FRAGMENTO SELECCIONADO ▸
Intencionalmente se escribe esto el viernes, día anterior al cambio de Titular del Poder Ejecutivo:

El ceremonial es el de siempre, con las variantes de cada ocasión, que los comentaristas interpretan y les suponen algún significado, siendo  solo ocurrencias del nuevo Presidente, sin la menor trascendencia, retoques a la liturgia política cuya celebración importa solo como símbolo de “solidez institucional”. Será.

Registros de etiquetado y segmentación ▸
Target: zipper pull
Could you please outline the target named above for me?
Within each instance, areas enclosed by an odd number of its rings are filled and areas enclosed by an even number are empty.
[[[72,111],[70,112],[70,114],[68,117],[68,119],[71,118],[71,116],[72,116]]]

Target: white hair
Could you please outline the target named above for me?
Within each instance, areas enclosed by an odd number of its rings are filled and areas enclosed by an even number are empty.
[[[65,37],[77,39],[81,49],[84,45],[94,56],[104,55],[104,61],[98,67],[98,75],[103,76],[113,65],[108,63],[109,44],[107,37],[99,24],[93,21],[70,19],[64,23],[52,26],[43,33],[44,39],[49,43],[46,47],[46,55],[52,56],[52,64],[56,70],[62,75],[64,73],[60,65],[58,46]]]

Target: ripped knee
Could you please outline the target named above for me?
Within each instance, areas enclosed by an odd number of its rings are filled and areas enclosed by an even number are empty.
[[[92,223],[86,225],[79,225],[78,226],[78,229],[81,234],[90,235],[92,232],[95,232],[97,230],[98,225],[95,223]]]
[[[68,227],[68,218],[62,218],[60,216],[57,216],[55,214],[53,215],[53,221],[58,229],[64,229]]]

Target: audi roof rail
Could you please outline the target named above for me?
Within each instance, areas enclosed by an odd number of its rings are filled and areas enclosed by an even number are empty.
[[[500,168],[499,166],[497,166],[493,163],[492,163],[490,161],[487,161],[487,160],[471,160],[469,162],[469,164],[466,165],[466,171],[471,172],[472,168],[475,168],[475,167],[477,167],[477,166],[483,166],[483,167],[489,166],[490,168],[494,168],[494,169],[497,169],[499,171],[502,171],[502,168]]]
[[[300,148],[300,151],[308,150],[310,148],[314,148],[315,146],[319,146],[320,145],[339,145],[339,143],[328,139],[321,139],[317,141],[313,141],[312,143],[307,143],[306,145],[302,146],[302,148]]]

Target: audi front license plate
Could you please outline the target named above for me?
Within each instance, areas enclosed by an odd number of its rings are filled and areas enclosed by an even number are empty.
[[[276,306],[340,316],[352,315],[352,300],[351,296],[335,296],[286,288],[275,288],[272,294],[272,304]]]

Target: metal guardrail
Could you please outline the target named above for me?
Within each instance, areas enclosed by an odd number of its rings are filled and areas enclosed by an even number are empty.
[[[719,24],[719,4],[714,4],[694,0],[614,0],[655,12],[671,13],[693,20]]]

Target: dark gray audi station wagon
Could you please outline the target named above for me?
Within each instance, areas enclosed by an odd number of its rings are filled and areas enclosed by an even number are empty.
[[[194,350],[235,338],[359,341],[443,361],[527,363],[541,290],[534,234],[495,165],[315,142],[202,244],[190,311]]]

REQUISITOS DEL EJERCICIO ▸
A - Según el fragmento sobre el ceremonial del cambio presidencial, ¿de qué es símbolo la celebración de la liturgia política?
B - Prosiga el fragmento sobre el ceremonial del cambio presidencial a partir de su última frase.

RESULTADOS POR TAREA ▸
A - De la "solidez institucional".

B -
Los discursos de los que asumen la presidencia, bien o mal escritos, mejor o peor dichos, tampoco son tan importantes, si acaso, a veces, dejan ver algo de cómo piensa el nuevo Presidente, si hay discurso, porque si el pronóstico del clima en el Congreso vaticina fuertes vientos y posibilidad de lluvias y rechiflas, ni dicen nada, se van a Palacio, entre cuates y gente que se sepa comportar, para ahí soltar su rollo. Con AMLO lo seguro es que le haya plantado cara a lo que sea que se le haya presentado y que lo haya hecho bien: es bueno en aguas turbulentas… y como sí ganó, derecho, contra toda esperanza, pues, todo le viene guango.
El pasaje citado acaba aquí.